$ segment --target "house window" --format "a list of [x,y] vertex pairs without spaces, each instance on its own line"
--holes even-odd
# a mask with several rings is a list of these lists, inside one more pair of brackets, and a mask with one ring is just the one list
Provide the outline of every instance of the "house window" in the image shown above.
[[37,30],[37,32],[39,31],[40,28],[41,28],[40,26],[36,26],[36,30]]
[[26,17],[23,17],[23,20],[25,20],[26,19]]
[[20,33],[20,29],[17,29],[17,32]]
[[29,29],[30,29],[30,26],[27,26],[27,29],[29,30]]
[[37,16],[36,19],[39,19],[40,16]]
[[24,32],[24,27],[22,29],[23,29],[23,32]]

* * * *

Which of the lines above carry the string "list"? Pick them out and copy them.

$ segment --target "house window" --format "a list of [x,y] vertex pairs without spaces, each instance on its own line"
# a mask with several rings is a list of these lists, inside one more pair of brackets, and a mask with one ring is just the one list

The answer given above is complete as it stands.